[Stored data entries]
*-*-*

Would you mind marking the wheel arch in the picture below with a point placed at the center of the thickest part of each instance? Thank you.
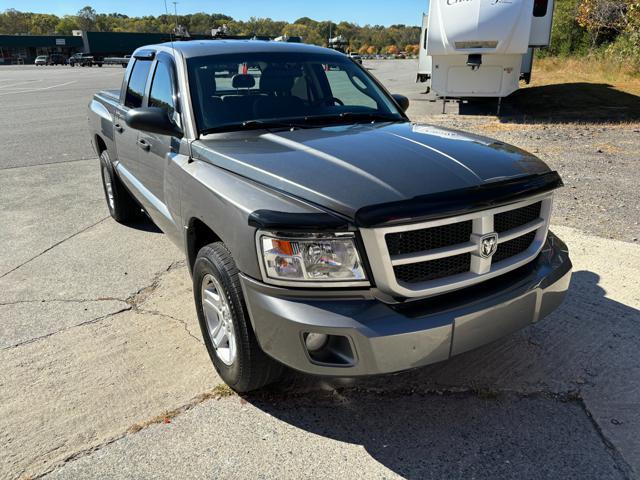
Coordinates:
(199, 234)
(101, 145)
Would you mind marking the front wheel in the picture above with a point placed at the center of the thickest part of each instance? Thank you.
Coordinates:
(225, 324)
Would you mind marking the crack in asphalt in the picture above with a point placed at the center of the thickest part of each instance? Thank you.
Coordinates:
(221, 391)
(617, 457)
(53, 246)
(132, 303)
(62, 330)
(175, 319)
(63, 300)
(216, 393)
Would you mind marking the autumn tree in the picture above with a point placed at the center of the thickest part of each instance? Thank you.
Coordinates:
(86, 18)
(392, 50)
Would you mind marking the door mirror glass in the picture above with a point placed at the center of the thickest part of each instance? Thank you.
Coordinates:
(152, 120)
(402, 101)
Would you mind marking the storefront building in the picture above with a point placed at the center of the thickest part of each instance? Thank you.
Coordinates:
(23, 49)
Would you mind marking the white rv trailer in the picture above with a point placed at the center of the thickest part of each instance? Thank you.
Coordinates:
(481, 48)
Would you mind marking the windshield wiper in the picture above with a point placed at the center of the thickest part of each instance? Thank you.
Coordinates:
(354, 117)
(252, 125)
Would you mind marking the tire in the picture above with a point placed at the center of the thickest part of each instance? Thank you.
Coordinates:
(238, 358)
(122, 206)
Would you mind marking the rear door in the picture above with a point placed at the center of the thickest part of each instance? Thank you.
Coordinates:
(156, 151)
(127, 138)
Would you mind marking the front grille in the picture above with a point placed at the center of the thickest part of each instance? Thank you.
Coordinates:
(438, 256)
(433, 269)
(513, 247)
(412, 241)
(516, 218)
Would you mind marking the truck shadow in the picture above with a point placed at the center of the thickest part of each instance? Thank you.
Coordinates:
(562, 103)
(510, 408)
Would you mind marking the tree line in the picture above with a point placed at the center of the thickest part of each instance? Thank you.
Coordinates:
(366, 39)
(581, 27)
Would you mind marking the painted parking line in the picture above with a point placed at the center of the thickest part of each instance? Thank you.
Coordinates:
(19, 83)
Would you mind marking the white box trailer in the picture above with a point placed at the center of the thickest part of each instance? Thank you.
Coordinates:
(481, 48)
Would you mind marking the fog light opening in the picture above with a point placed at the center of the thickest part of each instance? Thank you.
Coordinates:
(315, 341)
(329, 350)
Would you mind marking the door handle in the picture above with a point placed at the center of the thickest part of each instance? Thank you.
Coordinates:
(143, 144)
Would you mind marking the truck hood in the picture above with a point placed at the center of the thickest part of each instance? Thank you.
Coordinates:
(346, 168)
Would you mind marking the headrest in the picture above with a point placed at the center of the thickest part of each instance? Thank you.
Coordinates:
(243, 81)
(275, 80)
(207, 82)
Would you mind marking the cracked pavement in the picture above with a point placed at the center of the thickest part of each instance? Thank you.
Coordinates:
(104, 374)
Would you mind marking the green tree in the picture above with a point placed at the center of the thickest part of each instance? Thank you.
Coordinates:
(86, 18)
(67, 24)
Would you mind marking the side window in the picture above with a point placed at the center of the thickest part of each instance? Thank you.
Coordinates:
(161, 94)
(351, 91)
(137, 82)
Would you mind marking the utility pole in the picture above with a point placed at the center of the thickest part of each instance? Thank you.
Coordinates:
(175, 11)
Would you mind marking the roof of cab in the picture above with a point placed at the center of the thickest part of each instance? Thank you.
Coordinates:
(198, 48)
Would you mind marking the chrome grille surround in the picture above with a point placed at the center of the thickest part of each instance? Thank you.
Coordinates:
(382, 262)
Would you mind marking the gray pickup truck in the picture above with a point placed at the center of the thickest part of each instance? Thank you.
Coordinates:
(323, 230)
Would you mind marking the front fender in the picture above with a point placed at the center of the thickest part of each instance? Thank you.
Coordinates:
(225, 201)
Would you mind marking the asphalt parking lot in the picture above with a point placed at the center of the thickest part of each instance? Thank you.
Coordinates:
(104, 374)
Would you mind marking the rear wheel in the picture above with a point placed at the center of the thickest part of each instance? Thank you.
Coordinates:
(225, 324)
(122, 207)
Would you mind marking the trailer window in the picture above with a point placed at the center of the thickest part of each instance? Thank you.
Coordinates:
(540, 8)
(137, 82)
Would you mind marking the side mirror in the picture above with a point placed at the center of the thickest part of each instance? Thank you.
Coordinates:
(402, 101)
(153, 120)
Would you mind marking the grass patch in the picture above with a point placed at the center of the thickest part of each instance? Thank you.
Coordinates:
(554, 70)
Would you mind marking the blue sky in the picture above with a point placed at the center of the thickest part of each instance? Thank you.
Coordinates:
(384, 12)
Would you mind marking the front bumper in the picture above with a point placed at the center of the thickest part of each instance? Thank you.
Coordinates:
(383, 338)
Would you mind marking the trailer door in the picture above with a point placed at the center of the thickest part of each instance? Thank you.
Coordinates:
(541, 23)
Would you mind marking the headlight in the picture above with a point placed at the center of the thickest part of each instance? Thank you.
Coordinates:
(311, 258)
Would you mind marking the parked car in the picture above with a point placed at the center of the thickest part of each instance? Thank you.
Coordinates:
(123, 61)
(322, 229)
(57, 59)
(81, 60)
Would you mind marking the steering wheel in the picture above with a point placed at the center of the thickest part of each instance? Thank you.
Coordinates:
(326, 101)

*-*-*

[AIM OF THE EXERCISE] Output the entries above verbatim, with no picture included.

[REPLY TO THE TASK]
Would you mind marking the wheel arch in the picture below with a point placed at the center of the thickest part of each instance? Thank you.
Coordinates:
(199, 234)
(101, 145)
Would you mind marking the front wheel in the picture above with a point placed at the center of the thickest part of each instance? Thank you.
Coordinates:
(225, 324)
Would you mind marking the crack in asphalt in the picture above with a point placed at the center of the thickest part of each instance? Thank you.
Coordinates:
(221, 391)
(617, 457)
(53, 246)
(132, 303)
(62, 330)
(175, 319)
(63, 300)
(216, 393)
Would you mind marking the autumn tree in the picture above with a point placed at the center of the thickest part of each instance? Thank you.
Coordinates:
(86, 18)
(392, 50)
Would you mind marking the door mirror glass in the picture above with a point placed at the center of the thickest part of each instance? Thank you.
Coordinates:
(152, 120)
(402, 101)
Would you mind marking the storefront building in the picture above with a point placed at the center of the thickest part of each instance? Thank you.
Coordinates:
(23, 49)
Would you mind marking the white rv trailer in the picture above with a point placed at the center of the thickest part of each instance? Thank you.
Coordinates:
(481, 48)
Would you mind marking the windshield wiper in the picture above with a point placed at the center of the thickest part of each instance? Thank you.
Coordinates:
(354, 117)
(252, 125)
Would you mind marking the tire in the picture above with a point placed at the center of the thickest part of each instance? Thank you.
Coordinates:
(238, 358)
(122, 206)
Would you mind marking the rear door in the picture above with a point placed at the center of the thickest part of each instance? Thank you.
Coordinates:
(156, 151)
(127, 138)
Would you mind marking the front grille in the picture above with a point placed at the center of the thickest part of each instance? Thank you.
Coordinates:
(438, 256)
(433, 269)
(513, 247)
(412, 241)
(516, 218)
Would you mind marking the truck shadow in the picture above with a point placed at the center of the thickest part of each instance? Thank you.
Coordinates:
(562, 103)
(510, 408)
Would you mind marking the tree line in the picture above with a point placed at the center of the thickest part of each instance? Thank you.
Coordinates:
(366, 39)
(581, 27)
Would you mind marking the painted parking line in the picture above with a point placed at the center of the thickest part of each instance? Thank you.
Coordinates:
(19, 83)
Would you mind marking the white box trailer in the picture above with a point placed at the center of the thickest part of each instance? Thank you.
Coordinates:
(481, 48)
Would you mind marking the fog light opening in the picture above with a point placed at the center of the thickest part of each instance? Thank you.
Coordinates:
(315, 341)
(329, 350)
Would you mind marking the door handle in the picture above with a point placed at the center of the thickest part of each instance? Thank you.
Coordinates:
(143, 144)
Would you mind marking the truck hood in the picture above with a point placed at the center of the thickest part of each instance? Thank you.
Coordinates:
(346, 168)
Would you mind marking the headrest in the picture above with a point placed at the center of the thickest part of each instance? Thank you.
Coordinates:
(243, 81)
(275, 80)
(207, 82)
Would you mind marking the cracked pavement in the picture above with a point placed at the center of the thickest part of each instance? Thank you.
Coordinates:
(104, 374)
Would you mind marking the green tree in the picture above with a point placed at the center of the thickest part of each instance? Thank you.
Coordinates:
(86, 18)
(67, 24)
Would you mind marking the side window in the picture above with a point placed at the center of the thickest part of each instance? Thank you.
Coordinates:
(161, 94)
(351, 91)
(137, 82)
Would you mind marking the utility pole in the picture above with a point placed at the center of the thickest part of each instance? Thank you.
Coordinates:
(175, 11)
Would you mind marking the roof of cab in the picture above with a point placed at the center of the thickest part of each instance? Thank you.
Coordinates:
(198, 48)
Would you mind marking the chrome grille surround in the picture above with a point placed at the center of the thickest part of each instance? Thank you.
Coordinates:
(382, 262)
Would you mind marking the gray pickup truck in the picture above with a point placed at the center of the thickest part of each instance? Thank you.
Coordinates:
(323, 230)
Would you mind marking the front fender in the picture above with a point placed at the center of the thickest part of each instance? Thank you.
Coordinates:
(225, 201)
Would you mind marking the asphalt parking lot in the picture above with a point placed at the center of the thickest part of each instance? Thank you.
Coordinates:
(104, 374)
Would you mind marking the rear wheel in the picture above with a point placed at the center of the thickest part of each instance? Thank you.
Coordinates:
(225, 324)
(122, 207)
Would you mind marking the trailer window in the picture above with a point placed at the center of the thickest part of each instance? Thank you.
Coordinates:
(540, 8)
(137, 82)
Would you mind marking the side mirror in the picture above with a point placed at the center of the thickest part of each instance? Thank you.
Coordinates:
(402, 101)
(153, 120)
Would you mind marking the grass patch in the picture above with a point placed at the center of the thickest part of each instance? Thank you.
Coordinates:
(554, 70)
Would you mind marking the blue sky in the picture above with a point placed at the center of the thickest part of each instance? Thank you.
Coordinates:
(384, 12)
Would you mind marking the front bumper in the picture above with a point placed at the center of the thickest part of each instance? Thank you.
Coordinates:
(383, 338)
Would you mind marking the trailer door in the picture above with a point placed at the center of the thickest part of each instance? Thank you.
Coordinates:
(541, 23)
Would you mind marking the headlight in the picture above with a point placed at the center of the thickest part of each instance? Thank you.
Coordinates:
(311, 258)
Would you mind marking the parked car in the picture above with a point placed at the center of the thickest part of each instance? Thank you.
Coordinates:
(123, 61)
(322, 229)
(57, 59)
(81, 60)
Would you mind marking the steering wheel in the picture above with a point placed at the center of the thickest part of each instance? Thank you.
Coordinates:
(326, 101)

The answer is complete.